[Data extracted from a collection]

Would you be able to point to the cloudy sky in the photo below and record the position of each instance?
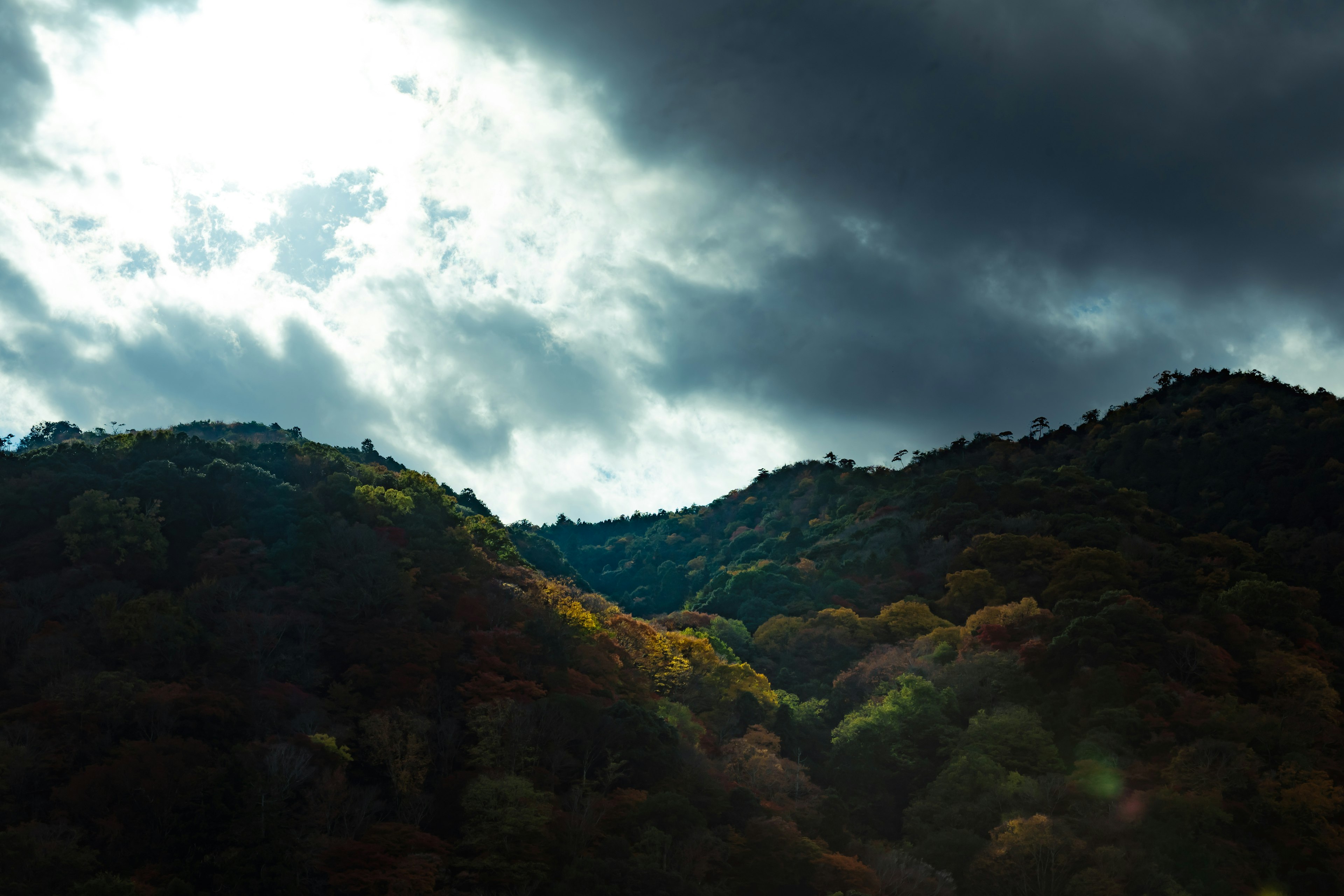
(600, 256)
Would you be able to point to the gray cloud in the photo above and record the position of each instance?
(306, 234)
(1019, 206)
(25, 84)
(140, 260)
(206, 242)
(185, 369)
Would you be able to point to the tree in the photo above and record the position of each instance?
(103, 528)
(886, 750)
(1029, 856)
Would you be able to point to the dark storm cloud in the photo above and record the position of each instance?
(1023, 164)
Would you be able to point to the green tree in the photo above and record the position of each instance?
(103, 528)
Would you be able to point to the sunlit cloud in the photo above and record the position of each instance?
(459, 230)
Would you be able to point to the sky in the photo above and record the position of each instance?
(603, 256)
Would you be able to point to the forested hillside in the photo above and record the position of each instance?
(1142, 604)
(1097, 660)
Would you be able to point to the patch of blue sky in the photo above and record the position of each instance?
(140, 260)
(206, 242)
(437, 213)
(307, 234)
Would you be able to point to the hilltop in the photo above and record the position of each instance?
(1097, 660)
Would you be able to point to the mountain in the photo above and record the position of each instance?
(1096, 660)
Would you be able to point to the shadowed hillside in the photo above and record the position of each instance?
(1097, 660)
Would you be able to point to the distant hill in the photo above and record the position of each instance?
(1251, 458)
(1094, 660)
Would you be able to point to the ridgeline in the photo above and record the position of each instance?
(1097, 660)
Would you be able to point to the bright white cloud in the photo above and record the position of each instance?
(460, 230)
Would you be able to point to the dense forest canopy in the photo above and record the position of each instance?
(1094, 660)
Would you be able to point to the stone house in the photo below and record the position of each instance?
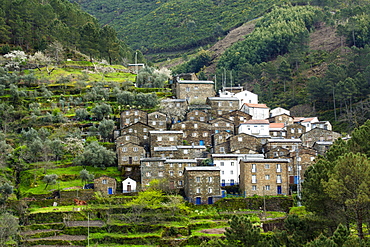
(318, 135)
(197, 115)
(264, 177)
(202, 184)
(175, 171)
(127, 138)
(152, 168)
(129, 185)
(277, 130)
(290, 144)
(229, 167)
(294, 131)
(195, 132)
(195, 92)
(166, 138)
(220, 137)
(257, 111)
(277, 152)
(255, 127)
(221, 124)
(242, 141)
(128, 156)
(237, 117)
(106, 185)
(299, 163)
(222, 105)
(132, 116)
(322, 147)
(140, 130)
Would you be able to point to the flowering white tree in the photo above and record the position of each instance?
(15, 59)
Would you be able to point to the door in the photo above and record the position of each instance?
(198, 200)
(279, 189)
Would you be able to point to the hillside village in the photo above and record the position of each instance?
(202, 141)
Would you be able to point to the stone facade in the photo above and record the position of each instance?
(222, 105)
(196, 92)
(222, 124)
(264, 177)
(132, 116)
(106, 185)
(195, 132)
(128, 156)
(202, 184)
(241, 141)
(197, 115)
(127, 138)
(140, 130)
(165, 139)
(318, 135)
(157, 120)
(294, 131)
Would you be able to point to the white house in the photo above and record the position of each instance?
(279, 111)
(255, 127)
(243, 96)
(128, 185)
(257, 111)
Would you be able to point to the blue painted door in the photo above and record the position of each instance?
(198, 200)
(279, 189)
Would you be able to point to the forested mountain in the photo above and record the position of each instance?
(33, 25)
(173, 25)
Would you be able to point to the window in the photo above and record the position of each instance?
(278, 168)
(254, 168)
(278, 179)
(254, 179)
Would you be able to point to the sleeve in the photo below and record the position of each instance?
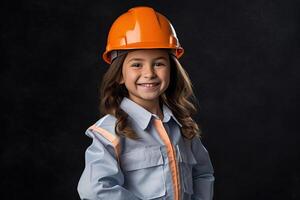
(203, 178)
(102, 177)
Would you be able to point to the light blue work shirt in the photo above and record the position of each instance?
(143, 171)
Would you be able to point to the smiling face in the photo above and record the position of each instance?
(146, 75)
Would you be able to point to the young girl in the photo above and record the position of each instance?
(146, 145)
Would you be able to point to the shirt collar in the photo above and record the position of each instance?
(142, 116)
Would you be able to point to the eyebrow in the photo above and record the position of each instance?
(141, 59)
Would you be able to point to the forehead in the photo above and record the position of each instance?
(147, 54)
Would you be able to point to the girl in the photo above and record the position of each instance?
(146, 145)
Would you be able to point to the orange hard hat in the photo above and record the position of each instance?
(141, 28)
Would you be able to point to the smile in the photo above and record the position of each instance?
(149, 85)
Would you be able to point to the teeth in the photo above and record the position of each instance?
(149, 85)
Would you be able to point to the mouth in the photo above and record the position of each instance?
(148, 85)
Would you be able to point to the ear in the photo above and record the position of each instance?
(121, 80)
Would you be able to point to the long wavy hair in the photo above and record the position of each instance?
(179, 97)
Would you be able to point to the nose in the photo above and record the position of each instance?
(149, 72)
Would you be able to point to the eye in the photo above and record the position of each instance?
(157, 64)
(136, 65)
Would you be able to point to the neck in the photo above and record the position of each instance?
(151, 105)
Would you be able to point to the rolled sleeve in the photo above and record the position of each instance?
(102, 177)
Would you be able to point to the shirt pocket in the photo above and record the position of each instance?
(186, 161)
(143, 172)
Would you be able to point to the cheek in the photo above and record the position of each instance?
(130, 77)
(165, 75)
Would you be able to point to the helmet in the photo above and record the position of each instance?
(141, 28)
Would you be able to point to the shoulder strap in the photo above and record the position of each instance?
(110, 137)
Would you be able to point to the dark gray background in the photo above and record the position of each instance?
(242, 56)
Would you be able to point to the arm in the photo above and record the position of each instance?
(203, 179)
(102, 177)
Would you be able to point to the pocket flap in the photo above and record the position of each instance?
(141, 158)
(187, 156)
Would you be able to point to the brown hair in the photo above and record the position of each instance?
(179, 97)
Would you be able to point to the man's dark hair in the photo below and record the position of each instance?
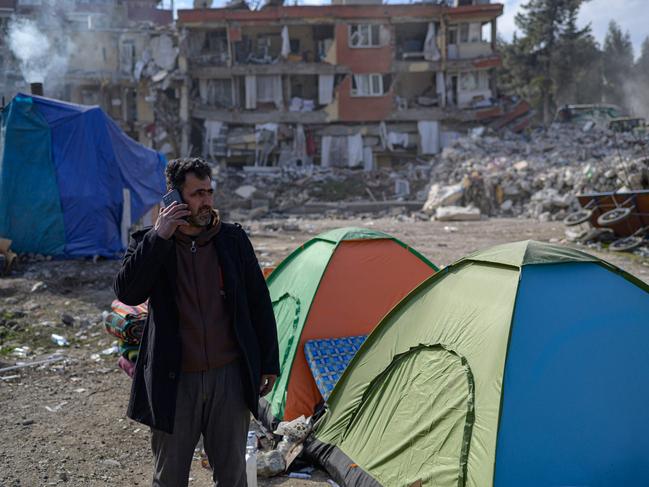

◆ **Task description**
The records above must be output exactly, except for their pictures.

◆ **Answer area**
Would you be able to point to the cloudy sky in the photo below and record the position of each instance?
(600, 256)
Would you be able to point to the gray cloud in the photo above and record the position of each instance?
(306, 234)
(1019, 206)
(25, 84)
(140, 260)
(206, 242)
(185, 369)
Would you be able to point to the tree in the photo above and record the position of each instance?
(103, 528)
(886, 750)
(1029, 856)
Would you be able to point to the dark storm cloud in the photo above and record the position of each instance?
(1023, 164)
Would you be able to point to the green tree in the photo above and record the position of each instance?
(103, 528)
Would you be able to point to the sunlit cloud in the photo above and record the position of each instance?
(459, 230)
Would you be able to point to the sky in the photo above and record the position of each instance?
(603, 256)
Would you be able to point to the forested hillside in the photo above and record the position of each instance?
(1142, 604)
(1097, 660)
Would you be able to point to the patch of blue sky in the photo above and record the position of each instance?
(140, 260)
(206, 242)
(437, 213)
(307, 234)
Would you be able to point to the hilltop in the photo above and record the position of each instance?
(1097, 660)
Would you be able to point to the mountain in the photo above and record the position of each instance?
(1096, 660)
Would you be able to point to the shadowed hillside in the photo above and record the position of each instance?
(1097, 660)
Would you be able to point to the distant hill in the photo above and record the position of each instance?
(1251, 458)
(1094, 660)
Would you be able to point to the ridgeline in the photo above and record the position of each instance?
(1097, 660)
Would you be able to point to the bright white cloud in the photo above and record the position of each instance?
(460, 230)
Would you be able to point to the dense forest canopy in the photo above and record the position of each instance?
(1094, 660)
Would you be able to point to the stone house in the photo below and record the position of each instance?
(318, 135)
(197, 115)
(264, 177)
(202, 184)
(175, 171)
(127, 138)
(152, 168)
(129, 185)
(277, 130)
(290, 144)
(229, 167)
(294, 131)
(195, 132)
(195, 92)
(166, 138)
(220, 137)
(257, 111)
(277, 152)
(255, 127)
(221, 124)
(242, 141)
(128, 156)
(237, 117)
(106, 185)
(299, 163)
(222, 105)
(132, 116)
(322, 147)
(140, 130)
Would you be able to point to the flowering white tree in the photo above and record the position of each instance?
(15, 59)
Would you be able to point to the door in the photo above and record the position of each instance?
(198, 200)
(279, 189)
Would you be able to point to the hillside village in the photo above and record the position of each instance?
(202, 141)
Would you be able to point to the stone facade in the photo above and record the position of each instance?
(222, 105)
(196, 92)
(222, 124)
(264, 177)
(132, 116)
(106, 185)
(195, 132)
(128, 156)
(202, 184)
(241, 141)
(197, 115)
(127, 138)
(140, 130)
(165, 139)
(318, 135)
(157, 120)
(294, 131)
Would you be able to point to the white house in the photo above and record the position of each instance?
(279, 111)
(255, 127)
(243, 96)
(128, 185)
(257, 111)
Would you be able to point to the blue painted door in the photo above and record the position of each instance?
(198, 200)
(279, 189)
Would you be able to point to the forested mountain in the photo above and record the position of each instance?
(33, 25)
(173, 25)
Would you be able to point to the window in the photo above and record the position of each instance?
(278, 168)
(254, 168)
(278, 179)
(254, 179)
Would you be able to point to the sleeve in the photo below and record the position of each instance?
(203, 178)
(102, 177)
Would you be able to point to the light blue work shirt in the photo above and record the position of each instance?
(143, 171)
Would you be able to point to the smiling face in the photo above and record the position of each instance?
(146, 75)
Would you be able to point to the young girl in the photo above and record the position of each instance?
(146, 145)
Would you be able to point to the shirt collar in the photo above and record the position of each instance?
(142, 116)
Would you be able to point to the eyebrow in the photo above and record the position of each instance?
(141, 59)
Would you be able to point to the forehead in the photo above and record the position of each instance?
(147, 54)
Would you be able to point to the girl in the photo above and record the position of each instance?
(146, 145)
Would you be able to point to the orange hard hat in the photo above and record the position of each instance?
(141, 28)
Would you be able to point to the smile in the photo above and record the position of each instance?
(149, 85)
Would you be able to point to the teeth in the photo above and record the position of each instance?
(149, 85)
Would you be able to point to the mouth in the photo above and record the position of each instance?
(148, 85)
Would you be able to point to the ear in the photo above and record the position of each instance?
(121, 80)
Would you be able to point to the long wavy hair in the photo above and record the position of each instance?
(179, 97)
Would you be able to point to the nose in the photo above and record the position of each instance?
(149, 72)
Would you be able to point to the eye in the photo above and record the position of each instance?
(157, 64)
(136, 65)
Would you be able to point to the neck in the photo above and record the position of each instance?
(151, 105)
Would you be able to point to the rolled sleeve in the photo above and record the position of each instance?
(102, 177)
Would you be able to point to the shirt pocket in the photo above and record the position of each instance?
(186, 161)
(143, 172)
Would you be able to point to the cheek in the photo above and record the position of each instance?
(130, 77)
(165, 75)
Would you be able to point to the helmet in the photo above and record the position of each instance?
(141, 28)
Would you be able to point to the shoulder strap in the photo above and record the position of each instance?
(110, 137)
Would you be able to point to the dark gray background in the photo above and record the position of each instance?
(242, 56)
Would you be able to point to the arm in the photo above and record the position of each instance?
(203, 179)
(102, 177)
Would you be able to point to the pocket flap in the photo above and record the position of each instance?
(141, 158)
(187, 156)
Would you be able to point to the brown hair in the photo above and record the position of each instance?
(179, 97)
Would you be able to point to the man's dark hair in the photo below and record the position of each instance?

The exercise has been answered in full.